■ **Objetivo de la tarea**
Prosigue el texto sobre la delincuencia y la justicia en Colombia a partir de su última oración.

■ **Fragmento**
# # # # # # #

Le asiste toda la razón al historiador Eduardo Posada Carbó cuando dice (en su libro La nación soñada) que los colombianos hemos caído en la peligrosa trampa de asimilar los problemas de delincuencia y violencia como aspectos propios de nuestra cultura e idiosincrasia, llegando al extremo vicioso y pernicioso de inculparnos, a nosotros mismos, de ser delincuentes de la peor laya -de asesinos para arriba- y ser un pueblo más criminal que cualquier otro del planeta. Y, por esa vía, hemos desdeñado logros importantes y todas las virtudes de nuestra democracia, puesto que hay en ello una manía autodestructiva que, por lo menos, nos ha quitado hasta el mínimo de autoestima que todo pueblo necesita para tener alguna certidumbre sobre su porvenir.

Pero lo más grave de todo es que -como dice Posada Carbó- esta sensación de podredumbre social tiene efectos paralizantes y se convierte en una profecía autocumplida por la sencilla razón de que si todos admitimos tener la culpa de lo que nos pasa, los verdaderos culpables quedan cubiertos por un manto protector y hasta pasan a convertirse en víctimas que reclaman justicia y protección, a quienes no les faltan defensores de oficio o, para el caso, abogados del diablo.

A tan grave extremo ha llegado el asunto que ha terminado por bloquear la administración de justicia, partiendo de la expedición de leyes que tienden a favorecer siempre al delincuente sin importar su impacto en la sociedad. Los defensores de ese adefesio que se llama ‘nuevo derecho’ aducen que no debe haber castigo sino ‘resocialización’, que la justicia no puede ser venganza, y con esa argucia venden la idea de que las penas de cárcel deberían ser aplicables sólo en casos ‘excepcionales’, aunque para ellos nada parece ser una excepción.

# # # # # # #

■ **Material mostrado**
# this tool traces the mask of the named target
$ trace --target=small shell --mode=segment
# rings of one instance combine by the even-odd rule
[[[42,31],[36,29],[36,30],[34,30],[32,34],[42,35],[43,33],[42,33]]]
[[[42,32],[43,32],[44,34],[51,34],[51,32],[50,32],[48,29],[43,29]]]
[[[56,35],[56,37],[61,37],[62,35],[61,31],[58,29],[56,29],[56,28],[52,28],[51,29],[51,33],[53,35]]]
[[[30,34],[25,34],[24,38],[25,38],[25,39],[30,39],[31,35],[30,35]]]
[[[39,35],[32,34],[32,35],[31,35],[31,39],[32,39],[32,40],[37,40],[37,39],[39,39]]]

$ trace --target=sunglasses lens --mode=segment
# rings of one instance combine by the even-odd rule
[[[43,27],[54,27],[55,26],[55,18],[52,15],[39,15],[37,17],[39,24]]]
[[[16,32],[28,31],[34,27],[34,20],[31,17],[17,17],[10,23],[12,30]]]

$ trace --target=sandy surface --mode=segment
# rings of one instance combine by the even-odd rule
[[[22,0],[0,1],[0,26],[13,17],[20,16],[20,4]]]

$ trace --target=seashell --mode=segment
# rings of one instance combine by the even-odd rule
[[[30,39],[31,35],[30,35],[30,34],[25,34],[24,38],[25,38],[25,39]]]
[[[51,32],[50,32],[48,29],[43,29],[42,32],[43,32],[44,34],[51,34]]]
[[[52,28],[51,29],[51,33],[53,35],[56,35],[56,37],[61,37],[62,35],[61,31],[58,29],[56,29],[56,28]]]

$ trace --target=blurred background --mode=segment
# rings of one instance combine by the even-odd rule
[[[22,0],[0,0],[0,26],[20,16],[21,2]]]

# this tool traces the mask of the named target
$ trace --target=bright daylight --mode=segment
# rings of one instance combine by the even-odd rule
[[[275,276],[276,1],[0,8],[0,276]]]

# # # # # # #

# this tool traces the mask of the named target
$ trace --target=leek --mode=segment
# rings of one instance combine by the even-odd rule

# # # # # # #

■ **La respuesta**
Esta triquiñuela es una teoría funcional a la subversión y la anarquía. Cuántas veces hemos oído aquello de las «causas objetivas del conflicto social y político que vive Colombia», discurso con el que algunos pretenden justificar cualquier acto de violencia con base en la pobreza, las diferencias sociales, la falta de oportunidades, la exclusión… Y valiéndose de las ‘diferencias’, materia variada y abundante, se excusa hasta la peor arbitrariedad, sustentando de paso la disposición garantista en extremo de nuestra política judicial.

Ya es un sapo muy grande el tener que tragarse la libertad de líderes guerrilleros y paramilitares en aras de la paz como para aceptar también que las sentencias a secuestradores, violadores, asesinos, ladrones y demás se impartan con flojera dizque porque es culpa de todos este caos social.

Nos vienen echando el cuento de que debemos sentir, tener y mostrar compasión por los delincuentes porque ‘eso le pasa a cualquiera’, ‘nadie está libre de pecado’, ‘hoy por ti mañana por mí’. A un delincuente pobre y patihinchado hay que disculparlo porque ‘careció de educación’; y si es un rico como esos que se van a cazar elefantes al África, hay que absolverlo porque ‘no tuvo amor en la infancia’, adquirió un complejo en la fase anal o, simplemente, porque es un reflejo de nuestra sociedad, un bandido autóctono, y la cultura hay que preservarla.

Los colombianos debemos desprendernos de esas generalizaciones injustas. No somos secuestradores, ni asesinos, ni violadores, ni narcos, ni ladrones; no todos. No tenemos por qué echarnos a cuestas la cruz de nuestros torturadores y estar perdonándolos a toda hora en busca de una catarsis colectiva que, presuntamente, nos lleve a ser una gran nación. No, señores, hay que aplicar la ley sin contemplaciones y endurecerla en todos esos casos de gran sensibilidad social como el de la violación de menores de edad.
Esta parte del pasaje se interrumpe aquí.